**What you are asked to do:** Please reproduce everything from "Instead of hard-coding" down to "project or alignment." in the page on removing the genome from a sample table, changing "organism" to "species".

**Page extract:**
------------------------------------------------

Skip to content

How to remove genome from a sample table

Many sample tables include identifiers like a genome or transcriptome assembly (e.g. hg38) that really are an aspect of an analysis, rather than an attribute of a particular sample. If you store these attributes within the sample table, you reduce its portability because those attributes only apply to that particular analysis. If samples are only used for as single analysis, that's fine, but the point of PEP is to encourage re-use of data, so we'd like our sample tables to be as portable as possible. Instead, if you store these variables in the project configuration file, the sample table could be re-used across projects with different analysis settings.

One way to solve this is to use an append modifier to add a genome attribute to each sample from the project config file.

sample_modifiers
  append:
    genome: "hg38"

This way, we've moved the 'genome' attribute out of the sample table. Another analysis that could run on this same set of input data could now use the sample table without issue. In fact, we could even include these two analyses in the same project config file using an amendment:

sample_modifiers
  append:
    genome: "hg38"

project_modifiers:
  amend:
    hg19_alignment:
      sample_modifiers:
        append:
          genome: "hg19"

Now, when loading this project, if you run amendments=hg19_alignment, the project will align to hg19 instead of hg38.

Example with multiple species

The append modifier will add the same value to all samples; if your project requires that some samples be aligned to different assemblies, you'll need more power. The imply sample modifier allows you to create new sample attributes whose value depends on the value of another attribute. Here's an example that adds a genome attribute with a value that depends on another attribute:

sample_modifiers
  imply:
    - if:
        organism: "human"
      then:
        genome: "hg38"
        macs_genome_size: "hs"
    - if:
        organism: "mouse"
      then:
        genome: "mm10"
        macs_genome_size: "mm"

In this example, if my organism attribute is human, this implies a few other project-specific attributes. For one project, I want to set genome to hg38 and macs_genome_size to hs. Of course, I could just define columns called genome and macs_genome_size, but this has several disadvantages: First, changing the aligned genome would require changing every sample in the sample table. Second, the genome is now tied to the sample table, so it could not be used in a different project that used a different genome. A better way would be handle these attributes at the project level using imply.

Instead of hard-coding genome and macs_genome_size in the sample table, you can simply specify that the attribute organism implies additional attribute-value pairs (which may vary by sample based on the value of the organism attribute). This lets you specify the genome, transcriptome, genome size, and other similar variables all in your project configuration file. After all, a reference genome assembly is really not an inherent property of a sample, but of a sample in respect to a particular project or alignment.

------------------------------------------------

Stored data entries
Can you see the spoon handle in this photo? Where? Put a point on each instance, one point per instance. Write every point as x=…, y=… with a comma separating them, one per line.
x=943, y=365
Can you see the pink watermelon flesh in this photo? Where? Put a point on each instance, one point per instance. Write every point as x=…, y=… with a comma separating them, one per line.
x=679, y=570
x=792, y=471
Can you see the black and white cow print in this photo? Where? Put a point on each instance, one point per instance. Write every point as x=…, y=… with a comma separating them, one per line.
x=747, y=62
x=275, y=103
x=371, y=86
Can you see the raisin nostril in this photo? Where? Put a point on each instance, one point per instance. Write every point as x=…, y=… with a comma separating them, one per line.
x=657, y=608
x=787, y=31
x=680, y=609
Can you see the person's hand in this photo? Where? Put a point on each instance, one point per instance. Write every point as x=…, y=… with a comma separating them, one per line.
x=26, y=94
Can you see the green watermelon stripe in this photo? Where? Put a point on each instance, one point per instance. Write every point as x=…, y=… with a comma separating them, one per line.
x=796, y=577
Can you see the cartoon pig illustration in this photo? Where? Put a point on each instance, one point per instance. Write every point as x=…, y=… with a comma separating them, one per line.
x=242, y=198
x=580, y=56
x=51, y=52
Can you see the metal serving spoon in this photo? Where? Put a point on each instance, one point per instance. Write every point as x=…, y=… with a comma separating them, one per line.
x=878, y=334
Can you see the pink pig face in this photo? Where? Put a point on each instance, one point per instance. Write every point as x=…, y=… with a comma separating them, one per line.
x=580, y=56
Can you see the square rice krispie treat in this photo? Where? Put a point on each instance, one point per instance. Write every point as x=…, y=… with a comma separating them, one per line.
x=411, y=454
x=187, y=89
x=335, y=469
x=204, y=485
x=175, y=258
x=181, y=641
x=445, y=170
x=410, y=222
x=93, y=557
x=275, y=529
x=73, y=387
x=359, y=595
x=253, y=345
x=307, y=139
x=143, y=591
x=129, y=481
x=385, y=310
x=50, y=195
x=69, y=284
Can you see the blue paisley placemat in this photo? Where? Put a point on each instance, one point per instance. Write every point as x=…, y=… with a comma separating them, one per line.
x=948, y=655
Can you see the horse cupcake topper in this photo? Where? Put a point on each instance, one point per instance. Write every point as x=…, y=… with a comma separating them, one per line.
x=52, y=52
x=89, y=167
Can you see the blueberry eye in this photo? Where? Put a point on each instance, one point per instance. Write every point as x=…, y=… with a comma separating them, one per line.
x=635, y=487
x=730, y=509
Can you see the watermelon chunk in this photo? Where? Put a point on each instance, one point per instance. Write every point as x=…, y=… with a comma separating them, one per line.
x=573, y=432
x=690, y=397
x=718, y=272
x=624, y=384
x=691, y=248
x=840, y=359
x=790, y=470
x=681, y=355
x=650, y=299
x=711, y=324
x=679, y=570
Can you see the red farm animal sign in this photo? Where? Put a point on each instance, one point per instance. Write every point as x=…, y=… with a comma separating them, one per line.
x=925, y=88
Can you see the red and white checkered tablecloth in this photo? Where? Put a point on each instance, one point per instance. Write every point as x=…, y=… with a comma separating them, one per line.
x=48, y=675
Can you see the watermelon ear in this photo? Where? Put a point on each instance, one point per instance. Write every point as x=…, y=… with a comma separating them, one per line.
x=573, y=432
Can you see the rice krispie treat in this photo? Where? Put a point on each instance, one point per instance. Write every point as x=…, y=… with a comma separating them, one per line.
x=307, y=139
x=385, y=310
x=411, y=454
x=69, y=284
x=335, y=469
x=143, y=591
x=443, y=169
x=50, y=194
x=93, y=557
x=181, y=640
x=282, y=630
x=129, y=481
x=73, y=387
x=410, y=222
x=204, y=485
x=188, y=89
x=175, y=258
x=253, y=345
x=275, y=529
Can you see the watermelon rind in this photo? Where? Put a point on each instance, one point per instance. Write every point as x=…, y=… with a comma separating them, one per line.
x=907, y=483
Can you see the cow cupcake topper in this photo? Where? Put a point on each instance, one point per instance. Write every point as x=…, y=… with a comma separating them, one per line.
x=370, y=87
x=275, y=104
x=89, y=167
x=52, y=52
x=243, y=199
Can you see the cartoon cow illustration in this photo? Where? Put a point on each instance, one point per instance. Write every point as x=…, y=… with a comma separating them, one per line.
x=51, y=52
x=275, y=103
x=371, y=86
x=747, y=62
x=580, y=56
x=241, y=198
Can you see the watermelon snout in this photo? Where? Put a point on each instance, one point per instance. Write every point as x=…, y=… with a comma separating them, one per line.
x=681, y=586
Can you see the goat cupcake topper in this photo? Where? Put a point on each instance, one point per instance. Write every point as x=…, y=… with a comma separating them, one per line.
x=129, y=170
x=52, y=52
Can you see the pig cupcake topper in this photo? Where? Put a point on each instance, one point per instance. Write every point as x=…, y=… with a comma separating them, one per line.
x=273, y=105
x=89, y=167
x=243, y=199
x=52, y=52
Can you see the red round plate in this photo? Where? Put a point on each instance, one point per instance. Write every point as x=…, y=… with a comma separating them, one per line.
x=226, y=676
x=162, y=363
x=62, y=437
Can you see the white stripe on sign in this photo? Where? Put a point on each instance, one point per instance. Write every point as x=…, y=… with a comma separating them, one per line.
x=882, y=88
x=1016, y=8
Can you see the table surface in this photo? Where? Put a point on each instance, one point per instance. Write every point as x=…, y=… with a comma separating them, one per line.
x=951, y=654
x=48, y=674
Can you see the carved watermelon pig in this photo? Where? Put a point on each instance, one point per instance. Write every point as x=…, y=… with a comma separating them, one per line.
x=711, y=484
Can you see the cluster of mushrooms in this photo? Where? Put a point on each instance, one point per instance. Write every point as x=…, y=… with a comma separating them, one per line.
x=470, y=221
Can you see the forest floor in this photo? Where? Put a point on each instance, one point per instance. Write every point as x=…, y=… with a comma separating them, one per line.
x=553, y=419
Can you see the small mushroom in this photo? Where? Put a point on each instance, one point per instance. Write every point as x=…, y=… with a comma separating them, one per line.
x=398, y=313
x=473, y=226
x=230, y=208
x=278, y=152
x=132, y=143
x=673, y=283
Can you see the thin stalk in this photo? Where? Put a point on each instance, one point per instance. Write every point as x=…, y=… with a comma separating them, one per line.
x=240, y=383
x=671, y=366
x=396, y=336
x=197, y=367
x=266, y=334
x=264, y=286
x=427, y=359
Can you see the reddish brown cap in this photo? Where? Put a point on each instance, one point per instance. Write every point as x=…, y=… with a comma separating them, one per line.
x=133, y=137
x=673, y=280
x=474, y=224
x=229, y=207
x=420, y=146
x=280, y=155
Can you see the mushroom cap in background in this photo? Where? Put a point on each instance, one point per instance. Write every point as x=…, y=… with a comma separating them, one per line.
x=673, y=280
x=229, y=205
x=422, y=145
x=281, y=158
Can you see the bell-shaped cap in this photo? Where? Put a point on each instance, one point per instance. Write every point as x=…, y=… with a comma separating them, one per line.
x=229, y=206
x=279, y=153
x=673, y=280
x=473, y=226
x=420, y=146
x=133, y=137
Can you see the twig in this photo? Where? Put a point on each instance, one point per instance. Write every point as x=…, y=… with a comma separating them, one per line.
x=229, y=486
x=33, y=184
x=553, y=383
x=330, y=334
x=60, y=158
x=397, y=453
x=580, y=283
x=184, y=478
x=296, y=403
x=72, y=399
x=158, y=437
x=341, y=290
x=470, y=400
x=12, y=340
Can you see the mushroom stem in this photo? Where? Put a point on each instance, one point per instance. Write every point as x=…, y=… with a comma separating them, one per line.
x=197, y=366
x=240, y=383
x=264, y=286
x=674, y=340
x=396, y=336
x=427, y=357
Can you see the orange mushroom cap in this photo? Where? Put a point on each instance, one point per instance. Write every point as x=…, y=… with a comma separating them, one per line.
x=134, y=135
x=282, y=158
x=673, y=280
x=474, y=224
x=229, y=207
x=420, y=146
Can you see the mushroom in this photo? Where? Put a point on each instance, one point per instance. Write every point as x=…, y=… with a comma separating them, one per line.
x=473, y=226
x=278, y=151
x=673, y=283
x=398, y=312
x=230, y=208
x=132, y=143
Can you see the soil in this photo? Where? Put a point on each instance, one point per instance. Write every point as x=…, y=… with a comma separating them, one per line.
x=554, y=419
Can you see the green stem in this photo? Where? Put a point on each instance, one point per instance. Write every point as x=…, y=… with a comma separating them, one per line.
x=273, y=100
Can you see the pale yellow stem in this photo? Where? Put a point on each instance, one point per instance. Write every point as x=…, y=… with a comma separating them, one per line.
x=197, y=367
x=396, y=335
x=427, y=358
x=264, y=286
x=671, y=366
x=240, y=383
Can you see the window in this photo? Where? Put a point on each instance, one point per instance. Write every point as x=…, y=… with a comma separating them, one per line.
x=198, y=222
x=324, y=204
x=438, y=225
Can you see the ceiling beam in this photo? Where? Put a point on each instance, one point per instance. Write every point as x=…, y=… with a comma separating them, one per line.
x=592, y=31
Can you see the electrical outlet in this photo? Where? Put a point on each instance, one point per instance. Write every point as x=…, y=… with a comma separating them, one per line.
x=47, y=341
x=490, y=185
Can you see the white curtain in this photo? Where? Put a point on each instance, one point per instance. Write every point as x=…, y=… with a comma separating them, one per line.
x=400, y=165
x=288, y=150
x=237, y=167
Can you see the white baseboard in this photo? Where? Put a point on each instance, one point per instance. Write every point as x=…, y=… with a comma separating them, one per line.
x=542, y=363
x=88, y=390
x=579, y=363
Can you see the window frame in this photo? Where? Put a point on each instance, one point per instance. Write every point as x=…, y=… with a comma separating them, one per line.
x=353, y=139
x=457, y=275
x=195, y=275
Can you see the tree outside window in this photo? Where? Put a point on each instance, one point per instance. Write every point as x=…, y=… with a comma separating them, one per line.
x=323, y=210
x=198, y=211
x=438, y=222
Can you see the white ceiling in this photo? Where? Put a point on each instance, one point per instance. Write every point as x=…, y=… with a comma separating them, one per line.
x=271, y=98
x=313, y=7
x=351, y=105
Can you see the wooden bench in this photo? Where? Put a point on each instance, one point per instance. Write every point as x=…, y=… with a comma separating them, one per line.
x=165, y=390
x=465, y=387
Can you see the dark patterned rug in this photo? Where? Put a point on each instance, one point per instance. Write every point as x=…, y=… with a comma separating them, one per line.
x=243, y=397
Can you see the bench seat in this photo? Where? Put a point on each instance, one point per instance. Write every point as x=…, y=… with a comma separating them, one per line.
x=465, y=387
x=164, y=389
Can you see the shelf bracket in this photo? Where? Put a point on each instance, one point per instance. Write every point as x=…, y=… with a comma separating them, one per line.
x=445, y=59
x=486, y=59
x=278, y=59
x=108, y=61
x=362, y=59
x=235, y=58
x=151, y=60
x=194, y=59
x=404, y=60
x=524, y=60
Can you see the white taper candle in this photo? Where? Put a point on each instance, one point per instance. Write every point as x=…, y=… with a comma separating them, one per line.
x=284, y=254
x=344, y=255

------------------------------------------------

**Task result:**
Instead of hard-coding genome and macs_genome_size in the sample table, you can simply specify that the attribute species implies additional attribute-value pairs (which may vary by sample based on the value of the species attribute). This lets you specify the genome, transcriptome, genome size, and other similar variables all in your project configuration file. After all, a reference genome assembly is really not an inherent property of a sample, but of a sample in respect to a particular project or alignment.